> **AIM OF THE EXERCISE**
Collect every line in the rows below that contains the string "grey". Case matters.

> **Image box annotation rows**
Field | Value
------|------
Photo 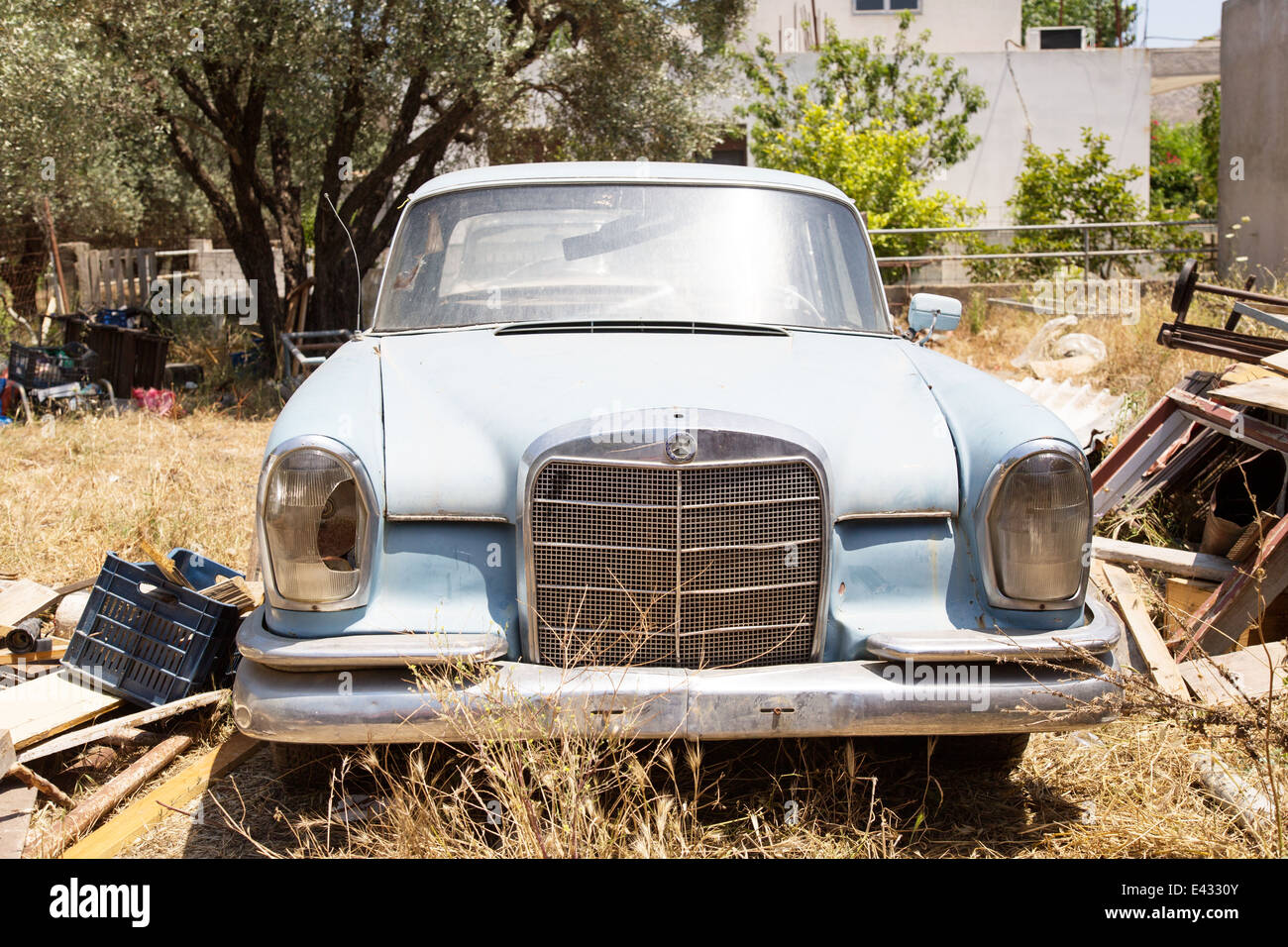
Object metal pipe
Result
[868,220,1216,235]
[877,248,1216,264]
[1194,282,1288,305]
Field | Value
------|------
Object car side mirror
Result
[909,292,962,333]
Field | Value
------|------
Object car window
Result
[376,184,888,331]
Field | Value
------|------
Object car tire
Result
[270,743,339,789]
[931,733,1029,771]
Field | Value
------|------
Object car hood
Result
[377,329,958,519]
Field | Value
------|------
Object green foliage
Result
[971,129,1202,279]
[741,14,988,179]
[1149,120,1216,218]
[1022,0,1140,47]
[739,16,987,277]
[10,0,748,340]
[1199,81,1221,207]
[755,103,978,263]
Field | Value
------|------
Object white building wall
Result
[934,49,1150,224]
[752,48,1150,224]
[742,0,1021,53]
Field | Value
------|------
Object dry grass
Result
[10,300,1288,858]
[0,411,271,585]
[939,290,1236,425]
[95,717,1284,858]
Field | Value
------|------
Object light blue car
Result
[233,162,1122,773]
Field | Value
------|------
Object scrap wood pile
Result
[0,543,263,858]
[1092,262,1288,706]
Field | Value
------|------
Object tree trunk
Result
[309,211,360,330]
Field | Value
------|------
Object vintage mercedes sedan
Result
[233,162,1122,755]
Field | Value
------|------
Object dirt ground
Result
[0,297,1285,858]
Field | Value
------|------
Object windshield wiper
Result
[563,217,684,261]
[494,320,791,336]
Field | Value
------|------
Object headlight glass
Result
[263,447,368,601]
[988,451,1091,603]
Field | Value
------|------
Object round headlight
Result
[984,442,1091,608]
[261,447,368,603]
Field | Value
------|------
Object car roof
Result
[411,161,853,204]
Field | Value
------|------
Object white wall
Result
[935,49,1150,224]
[752,49,1150,224]
[742,0,1021,53]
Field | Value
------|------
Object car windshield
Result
[375,184,889,333]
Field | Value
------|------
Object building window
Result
[854,0,921,13]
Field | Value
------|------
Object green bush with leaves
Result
[1021,0,1140,47]
[971,128,1202,279]
[739,14,987,275]
[755,102,982,263]
[1149,120,1216,219]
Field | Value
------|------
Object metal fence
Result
[868,220,1218,273]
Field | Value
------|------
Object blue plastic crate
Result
[61,549,241,707]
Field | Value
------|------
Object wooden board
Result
[1177,642,1288,703]
[0,579,58,627]
[1104,563,1190,701]
[0,780,36,858]
[1091,536,1234,582]
[18,690,228,763]
[63,733,265,858]
[0,669,121,750]
[1210,376,1288,412]
[1163,578,1218,639]
[0,640,67,668]
[1261,349,1288,374]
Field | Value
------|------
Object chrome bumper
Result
[237,605,510,672]
[864,590,1124,661]
[233,653,1120,745]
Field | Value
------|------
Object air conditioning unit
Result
[1024,26,1096,49]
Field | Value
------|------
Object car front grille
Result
[527,460,824,668]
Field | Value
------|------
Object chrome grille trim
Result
[530,459,829,668]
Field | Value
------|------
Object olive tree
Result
[30,0,747,360]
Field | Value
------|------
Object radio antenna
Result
[322,191,362,333]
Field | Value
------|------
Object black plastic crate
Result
[61,550,241,707]
[9,342,98,390]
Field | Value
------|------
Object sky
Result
[1136,0,1221,47]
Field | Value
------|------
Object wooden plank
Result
[1104,563,1190,701]
[63,733,265,858]
[1261,349,1288,374]
[139,540,192,588]
[1190,750,1275,841]
[0,783,36,858]
[0,579,58,627]
[1177,642,1288,703]
[1091,536,1234,582]
[1180,517,1288,660]
[1210,376,1288,412]
[0,669,121,750]
[18,690,228,763]
[1163,576,1218,640]
[0,639,67,668]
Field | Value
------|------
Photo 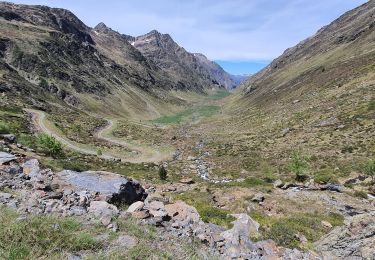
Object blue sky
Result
[13,0,366,74]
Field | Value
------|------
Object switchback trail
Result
[25,109,172,163]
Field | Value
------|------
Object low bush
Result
[0,122,10,134]
[250,211,344,248]
[362,160,375,181]
[353,190,367,199]
[288,152,309,181]
[314,170,338,184]
[0,208,102,259]
[36,133,64,158]
[159,166,168,181]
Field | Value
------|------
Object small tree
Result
[0,122,10,134]
[36,133,64,158]
[288,152,309,181]
[363,160,375,181]
[39,78,48,89]
[159,165,168,181]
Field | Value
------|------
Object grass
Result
[0,208,102,259]
[208,90,230,100]
[250,211,344,248]
[314,169,338,184]
[151,105,221,125]
[176,191,235,228]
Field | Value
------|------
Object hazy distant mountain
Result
[124,30,235,90]
[0,2,238,112]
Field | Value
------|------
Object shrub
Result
[362,160,375,180]
[288,152,309,181]
[159,165,168,181]
[196,204,235,228]
[37,133,64,158]
[0,207,102,259]
[0,122,10,134]
[254,211,344,248]
[353,190,367,199]
[39,78,48,89]
[314,170,338,184]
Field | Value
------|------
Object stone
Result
[281,128,290,136]
[22,159,40,178]
[321,220,333,229]
[1,134,17,144]
[180,178,194,184]
[54,170,147,204]
[314,211,375,259]
[132,210,150,219]
[316,117,339,127]
[113,235,138,249]
[146,200,164,211]
[9,165,22,175]
[251,193,265,203]
[220,213,259,259]
[87,201,119,217]
[100,215,112,226]
[273,179,284,188]
[320,183,344,192]
[0,192,13,203]
[126,201,145,213]
[0,152,17,165]
[165,201,200,223]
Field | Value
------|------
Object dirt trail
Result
[95,119,172,162]
[25,109,171,163]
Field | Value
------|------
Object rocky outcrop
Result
[315,211,375,259]
[123,30,235,91]
[54,170,147,204]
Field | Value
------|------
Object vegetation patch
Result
[208,89,230,100]
[151,106,221,124]
[250,211,344,248]
[0,208,102,259]
[177,192,235,228]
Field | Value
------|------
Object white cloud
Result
[10,0,366,60]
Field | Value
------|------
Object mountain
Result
[238,1,375,106]
[123,30,235,90]
[230,74,251,87]
[223,1,375,178]
[0,2,235,115]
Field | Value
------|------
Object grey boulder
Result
[54,170,147,204]
[0,152,17,165]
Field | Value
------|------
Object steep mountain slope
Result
[124,30,235,90]
[0,2,235,117]
[215,1,375,177]
[236,1,375,106]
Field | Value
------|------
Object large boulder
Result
[54,170,147,204]
[0,152,17,165]
[315,211,375,259]
[87,201,119,217]
[22,159,40,178]
[165,201,200,225]
[220,214,259,259]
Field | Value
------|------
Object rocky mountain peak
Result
[94,22,111,31]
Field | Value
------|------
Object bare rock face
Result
[165,201,200,224]
[0,152,16,165]
[54,170,147,204]
[315,211,375,259]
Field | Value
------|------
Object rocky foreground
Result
[0,136,375,259]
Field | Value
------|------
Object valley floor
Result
[0,88,375,257]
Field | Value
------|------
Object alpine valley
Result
[0,0,375,260]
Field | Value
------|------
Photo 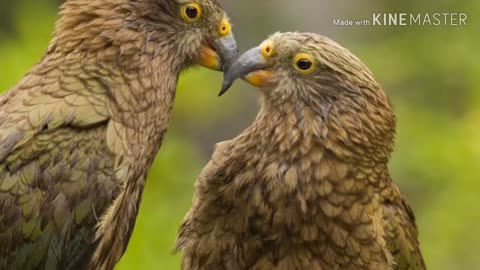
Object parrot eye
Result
[182,3,202,22]
[294,53,316,74]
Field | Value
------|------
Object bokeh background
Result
[0,0,480,270]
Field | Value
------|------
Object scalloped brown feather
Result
[0,0,228,270]
[177,33,425,270]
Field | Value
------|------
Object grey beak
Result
[218,47,268,96]
[214,33,238,71]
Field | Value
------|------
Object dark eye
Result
[297,58,313,70]
[185,6,198,19]
[293,53,316,74]
[182,3,202,22]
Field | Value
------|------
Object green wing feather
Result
[0,53,121,270]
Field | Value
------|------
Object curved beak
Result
[218,47,273,96]
[198,33,238,71]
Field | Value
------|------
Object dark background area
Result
[0,0,480,270]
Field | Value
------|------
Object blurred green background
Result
[0,0,480,270]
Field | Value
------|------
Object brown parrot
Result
[0,0,237,270]
[177,33,425,270]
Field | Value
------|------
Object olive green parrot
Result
[177,33,426,270]
[0,0,237,270]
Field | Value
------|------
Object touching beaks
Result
[198,33,238,71]
[218,47,274,96]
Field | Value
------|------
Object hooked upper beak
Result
[218,47,274,96]
[198,19,238,71]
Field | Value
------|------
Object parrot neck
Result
[256,95,396,164]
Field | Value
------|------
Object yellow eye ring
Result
[293,53,317,74]
[218,19,232,37]
[182,3,202,22]
[260,42,275,58]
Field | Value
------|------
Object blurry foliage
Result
[0,0,480,270]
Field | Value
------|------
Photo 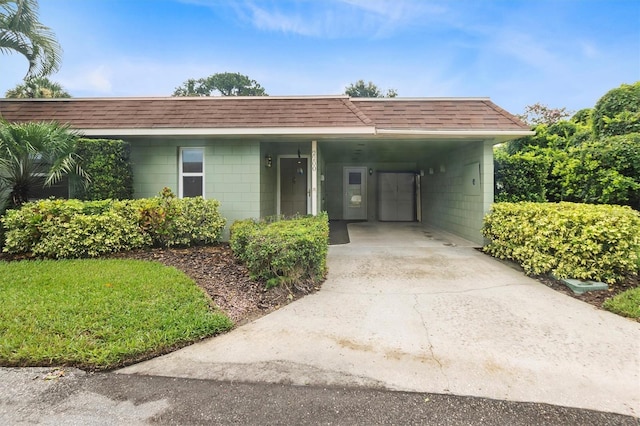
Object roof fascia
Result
[377,129,536,138]
[82,126,376,136]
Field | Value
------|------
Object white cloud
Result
[179,0,447,38]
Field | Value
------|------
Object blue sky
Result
[0,0,640,113]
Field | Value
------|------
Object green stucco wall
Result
[421,141,493,244]
[131,138,264,235]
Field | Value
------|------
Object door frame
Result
[276,154,311,216]
[342,166,369,220]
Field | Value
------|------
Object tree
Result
[516,102,571,126]
[0,122,89,208]
[173,72,267,96]
[344,80,398,98]
[5,77,71,99]
[592,81,640,136]
[0,0,62,77]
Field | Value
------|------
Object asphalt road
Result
[0,368,640,426]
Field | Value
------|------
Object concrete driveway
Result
[118,223,640,416]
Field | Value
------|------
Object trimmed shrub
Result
[494,150,549,202]
[483,202,640,283]
[230,213,329,287]
[593,81,640,136]
[74,139,133,200]
[1,190,225,258]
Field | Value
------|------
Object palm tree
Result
[0,0,62,77]
[5,77,71,99]
[0,121,89,208]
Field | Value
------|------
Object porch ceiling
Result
[320,139,477,163]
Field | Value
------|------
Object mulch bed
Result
[0,244,640,325]
[110,244,318,325]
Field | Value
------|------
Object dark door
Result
[280,158,308,216]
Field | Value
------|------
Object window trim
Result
[178,146,206,198]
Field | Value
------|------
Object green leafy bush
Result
[551,133,640,209]
[1,190,225,258]
[230,213,329,287]
[593,81,640,136]
[494,150,549,202]
[483,202,640,283]
[75,139,133,200]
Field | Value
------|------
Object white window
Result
[178,148,204,198]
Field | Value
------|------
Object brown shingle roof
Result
[351,98,529,130]
[0,96,528,131]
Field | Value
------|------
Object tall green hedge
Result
[494,150,549,202]
[0,190,225,258]
[74,139,133,200]
[483,202,640,283]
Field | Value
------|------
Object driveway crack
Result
[413,294,451,392]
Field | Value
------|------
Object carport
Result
[279,98,531,243]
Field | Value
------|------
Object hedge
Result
[229,213,329,287]
[74,139,133,200]
[1,190,226,258]
[483,202,640,283]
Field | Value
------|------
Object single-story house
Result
[0,96,532,243]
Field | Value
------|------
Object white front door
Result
[342,167,367,220]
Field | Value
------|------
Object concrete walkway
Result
[119,223,640,416]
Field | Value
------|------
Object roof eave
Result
[82,126,376,137]
[377,129,536,143]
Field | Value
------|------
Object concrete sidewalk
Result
[119,223,640,416]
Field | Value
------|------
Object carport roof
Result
[0,96,529,136]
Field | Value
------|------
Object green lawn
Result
[0,259,233,369]
[602,287,640,321]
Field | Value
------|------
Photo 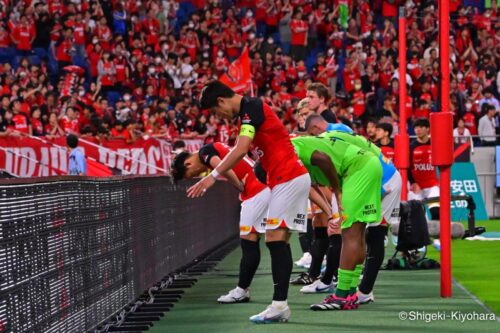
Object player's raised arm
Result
[188,81,264,198]
[210,156,244,192]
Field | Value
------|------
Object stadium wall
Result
[0,176,239,333]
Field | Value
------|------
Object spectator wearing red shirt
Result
[31,107,45,136]
[226,24,243,61]
[375,122,394,160]
[97,51,116,96]
[56,28,74,73]
[61,107,80,135]
[11,15,36,55]
[10,99,33,135]
[72,13,88,59]
[113,52,129,93]
[94,16,113,51]
[290,10,309,61]
[351,79,365,118]
[142,10,160,46]
[0,22,10,50]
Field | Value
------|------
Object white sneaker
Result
[250,301,291,324]
[300,280,334,294]
[295,252,312,268]
[357,290,375,304]
[217,287,250,304]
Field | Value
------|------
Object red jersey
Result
[352,90,365,117]
[410,139,439,189]
[198,142,266,201]
[73,23,85,45]
[377,140,394,160]
[463,112,477,135]
[31,118,43,136]
[12,113,30,134]
[238,97,307,188]
[56,39,72,62]
[215,124,231,144]
[61,116,80,133]
[13,25,36,51]
[290,19,309,46]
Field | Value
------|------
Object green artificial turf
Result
[428,220,500,316]
[150,226,500,333]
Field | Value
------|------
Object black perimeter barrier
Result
[0,176,239,333]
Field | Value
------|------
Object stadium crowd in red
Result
[0,0,500,142]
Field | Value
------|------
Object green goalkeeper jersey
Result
[291,136,373,186]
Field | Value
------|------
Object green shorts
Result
[342,154,382,229]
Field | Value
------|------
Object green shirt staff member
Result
[292,137,382,310]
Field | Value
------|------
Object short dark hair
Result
[200,81,235,110]
[66,134,78,149]
[375,123,393,136]
[413,117,431,128]
[365,117,378,127]
[172,140,186,150]
[304,114,326,131]
[307,82,331,103]
[172,152,191,182]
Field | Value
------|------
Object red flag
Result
[219,47,252,93]
[87,158,113,177]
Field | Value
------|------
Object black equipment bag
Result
[396,200,431,251]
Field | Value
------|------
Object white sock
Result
[272,301,288,308]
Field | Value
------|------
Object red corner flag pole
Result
[431,0,453,297]
[394,7,410,201]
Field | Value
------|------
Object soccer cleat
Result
[300,280,334,294]
[250,304,291,324]
[290,272,314,286]
[347,294,359,310]
[357,290,375,304]
[310,294,351,311]
[217,287,250,304]
[295,252,312,268]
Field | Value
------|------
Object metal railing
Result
[0,176,239,333]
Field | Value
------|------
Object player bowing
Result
[172,143,271,303]
[292,137,382,310]
[193,81,311,323]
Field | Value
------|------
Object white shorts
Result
[307,200,323,218]
[240,187,271,236]
[408,186,439,208]
[368,171,403,227]
[266,173,311,232]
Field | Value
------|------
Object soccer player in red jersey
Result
[172,142,331,304]
[172,142,271,303]
[408,118,439,220]
[375,123,394,160]
[188,81,311,323]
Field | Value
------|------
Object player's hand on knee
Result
[187,175,215,198]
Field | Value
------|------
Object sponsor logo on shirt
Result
[363,204,377,215]
[266,219,280,225]
[415,163,434,171]
[240,225,252,232]
[241,113,252,124]
[293,214,306,224]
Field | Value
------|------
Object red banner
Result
[220,47,252,93]
[0,137,203,177]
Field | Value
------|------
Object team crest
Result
[226,59,243,84]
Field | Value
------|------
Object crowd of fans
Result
[0,0,500,147]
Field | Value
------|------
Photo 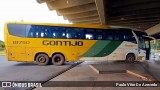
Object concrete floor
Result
[0,56,78,90]
[0,56,160,90]
[35,61,160,90]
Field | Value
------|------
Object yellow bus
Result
[4,22,150,65]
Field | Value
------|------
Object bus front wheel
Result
[52,54,65,66]
[126,54,135,63]
[36,54,49,66]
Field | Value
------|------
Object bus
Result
[4,22,150,65]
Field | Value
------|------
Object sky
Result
[0,0,69,41]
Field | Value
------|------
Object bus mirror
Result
[154,40,156,44]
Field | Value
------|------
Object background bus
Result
[5,22,150,65]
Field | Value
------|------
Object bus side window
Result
[26,25,36,38]
[103,29,113,40]
[85,29,95,40]
[66,28,84,39]
[51,27,66,38]
[114,30,120,40]
[95,30,102,40]
[8,24,26,37]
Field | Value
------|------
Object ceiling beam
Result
[71,19,101,24]
[49,0,95,10]
[64,10,98,19]
[146,24,160,35]
[57,3,97,16]
[95,0,106,24]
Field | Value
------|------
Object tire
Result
[52,54,65,66]
[126,54,135,63]
[36,54,49,66]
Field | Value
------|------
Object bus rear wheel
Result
[36,54,49,66]
[126,54,135,63]
[52,54,65,66]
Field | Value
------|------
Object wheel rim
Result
[38,57,46,63]
[128,56,134,61]
[54,57,61,63]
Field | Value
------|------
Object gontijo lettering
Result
[42,40,83,46]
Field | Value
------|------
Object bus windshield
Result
[135,31,151,49]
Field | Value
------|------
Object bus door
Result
[139,35,155,60]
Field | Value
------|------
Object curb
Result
[89,65,100,74]
[127,70,156,81]
[30,62,83,90]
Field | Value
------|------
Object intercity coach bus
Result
[4,22,150,65]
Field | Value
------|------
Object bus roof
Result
[6,21,110,29]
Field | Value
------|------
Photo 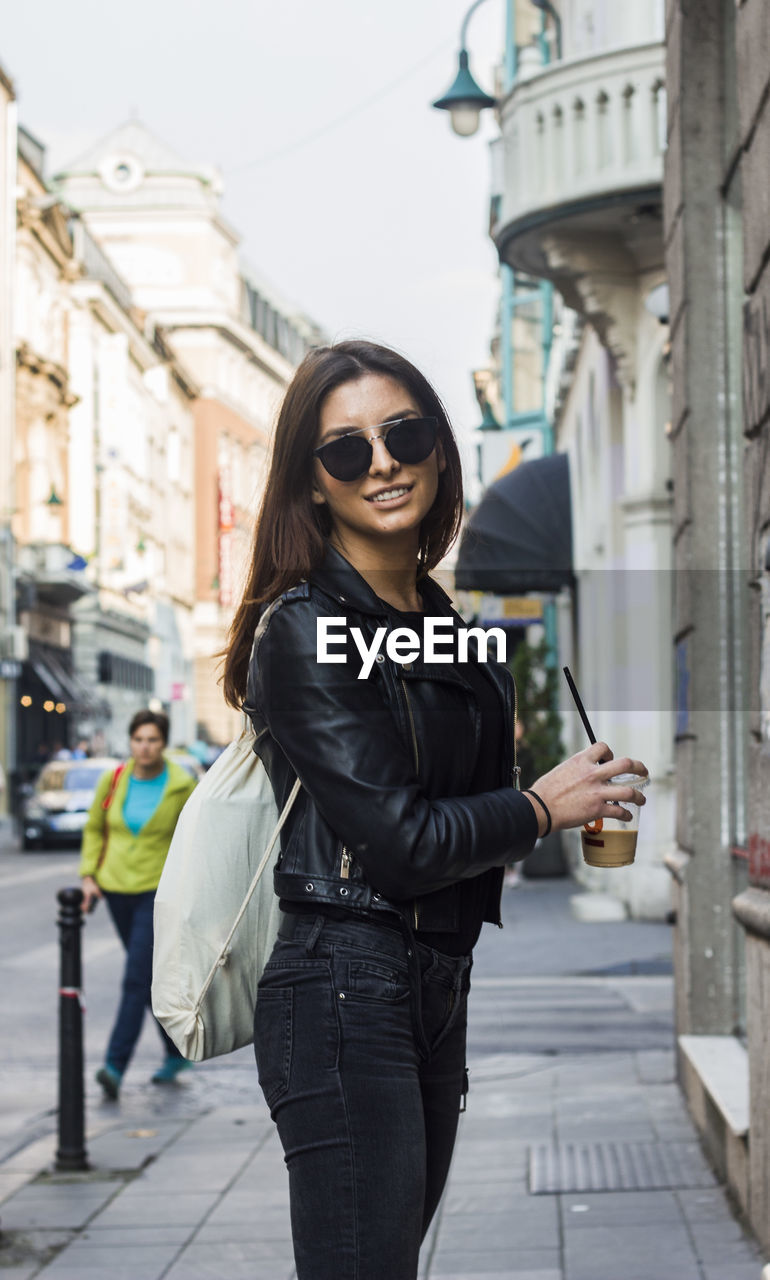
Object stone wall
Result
[664,0,770,1248]
[734,0,770,1248]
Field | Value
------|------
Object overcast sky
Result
[0,0,504,429]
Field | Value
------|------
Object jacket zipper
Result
[402,680,420,773]
[402,678,420,929]
[510,677,522,791]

> **RESULT FOR THIS EXERCISE**
Object grey boulder
Object grey beak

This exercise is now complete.